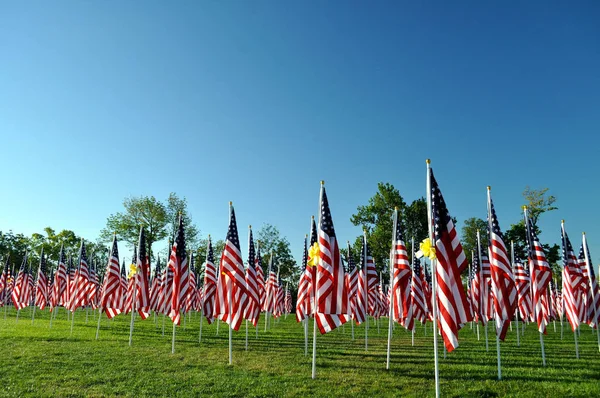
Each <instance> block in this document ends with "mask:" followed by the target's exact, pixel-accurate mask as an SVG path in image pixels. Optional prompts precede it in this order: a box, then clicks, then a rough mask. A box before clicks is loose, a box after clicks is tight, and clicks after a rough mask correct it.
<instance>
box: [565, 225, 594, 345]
mask: <svg viewBox="0 0 600 398" xmlns="http://www.w3.org/2000/svg"><path fill="white" fill-rule="evenodd" d="M582 235H583V255H584V258H585V266H586V267H587V269H588V278H589V279H590V281H589V284H590V290H591V291H592V303H593V304H592V305H593V306H594V318H595V319H596V322H595V323H596V328H599V327H600V326H599V325H598V323H599V322H600V319H599V318H598V308H597V306H596V304H595V303H596V297H595V294H596V292H595V291H594V287H593V286H592V281H591V276H592V274H593V272H594V271H593V269H592V264H590V259H589V253H588V251H587V238H586V236H585V232H584V233H583V234H582ZM596 283H598V278H597V277H596ZM561 324H562V322H561ZM593 330H594V329H592V331H593ZM596 337H597V339H598V351H600V333H598V330H596Z"/></svg>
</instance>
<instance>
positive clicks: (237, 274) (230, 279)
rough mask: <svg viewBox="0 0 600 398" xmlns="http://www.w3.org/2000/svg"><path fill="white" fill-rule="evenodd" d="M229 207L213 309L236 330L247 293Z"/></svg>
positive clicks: (233, 228) (242, 316)
mask: <svg viewBox="0 0 600 398" xmlns="http://www.w3.org/2000/svg"><path fill="white" fill-rule="evenodd" d="M229 208H230V216H229V217H230V218H229V228H228V230H227V238H226V239H225V246H224V248H223V254H222V255H221V262H220V265H219V280H218V281H217V295H216V298H215V311H216V315H217V317H218V318H219V319H220V320H222V321H223V322H226V323H227V324H229V326H230V327H231V328H232V329H233V330H236V331H237V330H238V329H239V328H240V325H241V324H242V319H243V315H244V311H245V310H246V305H247V300H248V293H247V290H246V278H245V274H244V262H243V260H242V252H241V250H240V239H239V235H238V230H237V223H236V221H235V210H234V209H233V205H231V203H230V204H229Z"/></svg>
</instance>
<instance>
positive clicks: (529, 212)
mask: <svg viewBox="0 0 600 398" xmlns="http://www.w3.org/2000/svg"><path fill="white" fill-rule="evenodd" d="M548 190H549V188H542V189H531V188H530V187H529V185H528V186H526V187H525V190H524V191H523V197H524V198H525V201H526V202H527V213H528V215H529V218H531V222H532V223H533V225H535V226H537V222H538V219H539V217H540V216H541V215H542V214H543V213H545V212H548V211H552V210H557V209H558V207H556V206H554V203H555V202H556V197H555V196H553V195H548V194H547V193H548Z"/></svg>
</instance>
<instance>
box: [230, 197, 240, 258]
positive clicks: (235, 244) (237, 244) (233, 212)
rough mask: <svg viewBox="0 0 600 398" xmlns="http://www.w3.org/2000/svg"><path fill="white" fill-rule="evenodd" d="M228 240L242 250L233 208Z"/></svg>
mask: <svg viewBox="0 0 600 398" xmlns="http://www.w3.org/2000/svg"><path fill="white" fill-rule="evenodd" d="M227 240H228V241H230V242H231V243H233V245H234V246H235V247H236V248H237V249H238V250H240V238H239V236H238V234H237V223H236V221H235V210H233V207H232V208H231V218H230V220H229V230H228V231H227Z"/></svg>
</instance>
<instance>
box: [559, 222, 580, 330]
mask: <svg viewBox="0 0 600 398" xmlns="http://www.w3.org/2000/svg"><path fill="white" fill-rule="evenodd" d="M561 238H562V254H563V270H562V291H563V294H564V300H565V312H566V313H567V320H568V321H569V324H570V325H571V329H572V330H573V332H575V331H576V330H577V328H578V327H579V324H580V321H581V314H580V312H579V307H580V304H581V292H582V290H583V275H582V273H581V269H580V268H579V261H578V260H577V257H575V252H574V251H573V246H572V245H571V241H570V240H569V236H568V235H567V233H566V231H565V228H564V224H563V226H562V228H561Z"/></svg>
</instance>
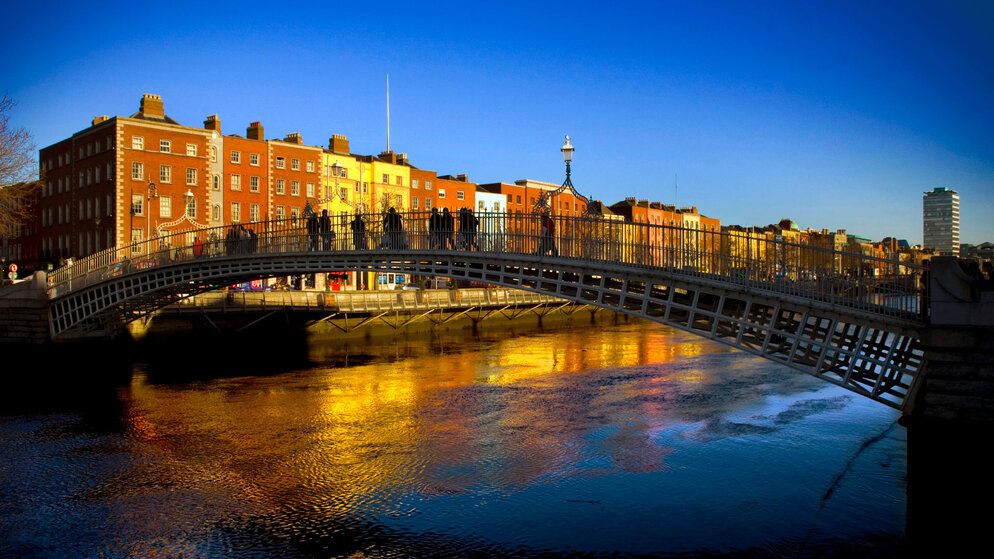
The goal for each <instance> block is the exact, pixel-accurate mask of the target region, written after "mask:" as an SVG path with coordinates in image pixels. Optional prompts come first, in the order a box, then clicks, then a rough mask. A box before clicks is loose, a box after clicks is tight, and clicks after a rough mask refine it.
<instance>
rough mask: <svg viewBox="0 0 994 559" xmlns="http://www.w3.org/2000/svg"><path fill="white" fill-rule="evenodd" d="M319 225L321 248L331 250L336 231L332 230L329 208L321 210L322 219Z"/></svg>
mask: <svg viewBox="0 0 994 559" xmlns="http://www.w3.org/2000/svg"><path fill="white" fill-rule="evenodd" d="M318 227H319V229H320V230H321V243H322V245H323V246H322V247H321V250H331V242H332V241H334V240H335V232H334V231H332V230H331V217H329V216H328V210H321V219H320V220H319V223H318Z"/></svg>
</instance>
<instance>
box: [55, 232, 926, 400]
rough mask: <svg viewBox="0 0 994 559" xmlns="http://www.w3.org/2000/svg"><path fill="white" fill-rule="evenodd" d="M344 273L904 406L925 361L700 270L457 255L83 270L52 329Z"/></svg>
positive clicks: (439, 250)
mask: <svg viewBox="0 0 994 559" xmlns="http://www.w3.org/2000/svg"><path fill="white" fill-rule="evenodd" d="M348 271H359V272H384V273H404V274H413V275H419V276H440V277H451V278H454V279H465V280H469V281H474V282H480V283H487V284H491V285H495V286H500V287H506V288H513V289H522V290H526V291H531V292H534V293H540V294H544V295H550V296H554V297H558V298H561V299H564V300H568V301H573V302H577V303H582V304H587V305H593V306H597V307H600V308H604V309H608V310H613V311H617V312H620V313H624V314H628V315H631V316H636V317H640V318H645V319H648V320H652V321H654V322H658V323H661V324H665V325H667V326H671V327H675V328H678V329H681V330H684V331H687V332H690V333H693V334H695V335H698V336H701V337H704V338H708V339H711V340H715V341H718V342H721V343H724V344H727V345H730V346H732V347H735V348H737V349H740V350H743V351H746V352H749V353H752V354H754V355H758V356H761V357H764V358H767V359H770V360H772V361H775V362H777V363H780V364H782V365H786V366H788V367H791V368H793V369H795V370H799V371H801V372H804V373H807V374H810V375H812V376H815V377H817V378H821V379H823V380H826V381H828V382H831V383H833V384H837V385H839V386H843V387H845V388H847V389H849V390H852V391H854V392H857V393H859V394H862V395H864V396H867V397H869V398H872V399H874V400H877V401H880V402H882V403H884V404H886V405H889V406H891V407H895V408H899V409H902V408H903V407H904V406H905V404H906V403H908V402H909V401H910V400H911V397H912V395H913V392H914V389H915V387H916V381H917V378H918V376H919V372H920V370H921V367H922V363H923V351H922V349H921V348H920V347H919V345H920V344H919V334H918V325H917V323H915V322H914V321H911V320H899V319H896V318H893V317H890V318H888V319H886V320H884V319H882V318H881V317H880V316H879V315H875V314H874V313H872V312H863V311H860V310H858V309H853V308H848V307H844V306H840V305H838V304H837V303H835V302H832V301H827V302H826V301H818V300H812V299H810V298H805V297H801V296H796V295H791V294H785V293H778V292H776V291H775V290H773V289H763V288H761V287H757V286H755V285H749V284H748V283H745V284H743V283H735V282H729V281H727V278H723V277H721V276H717V275H714V274H708V273H701V272H698V271H696V270H681V269H677V268H672V267H671V268H668V269H659V268H650V267H645V266H633V265H631V264H627V263H623V262H610V261H596V260H595V261H590V260H577V259H571V258H562V257H550V256H538V255H528V254H517V253H493V252H472V251H456V250H436V251H422V250H358V251H328V252H321V251H298V252H275V253H260V254H245V255H237V256H217V257H212V258H203V259H198V258H191V259H187V260H181V261H178V262H171V263H163V264H159V265H156V266H152V267H149V268H146V269H141V270H134V271H129V272H117V271H111V269H110V268H107V269H105V270H103V271H102V272H101V274H100V276H99V277H95V276H94V277H90V278H87V277H85V276H83V277H78V278H76V279H75V280H74V281H76V282H77V287H72V288H70V289H67V290H65V292H64V293H62V294H59V293H55V295H56V296H55V297H54V298H53V299H52V301H51V305H50V322H51V328H52V336H53V338H56V339H57V338H59V337H62V336H67V335H72V334H74V333H79V332H84V331H86V330H88V329H96V328H100V329H104V328H106V327H113V326H115V325H123V324H124V323H126V322H128V321H130V320H134V319H136V318H138V317H141V316H145V315H147V314H148V313H150V312H152V311H153V310H155V309H157V308H160V307H162V306H165V305H168V304H170V303H173V302H176V301H178V300H179V299H182V298H184V297H188V296H192V295H195V294H197V293H200V292H203V291H208V290H210V289H214V288H216V287H218V286H223V285H231V284H233V283H239V282H243V281H249V280H252V279H260V278H267V277H274V276H285V275H296V274H311V273H324V272H348ZM79 283H85V285H83V286H82V287H79V286H78V284H79ZM70 287H71V286H70ZM771 287H772V286H771Z"/></svg>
----
• **Activity**
How many lines of the listing above contain the string "loose", matching case exactly? Reply with the number alone.

• **Output of the exercise**
2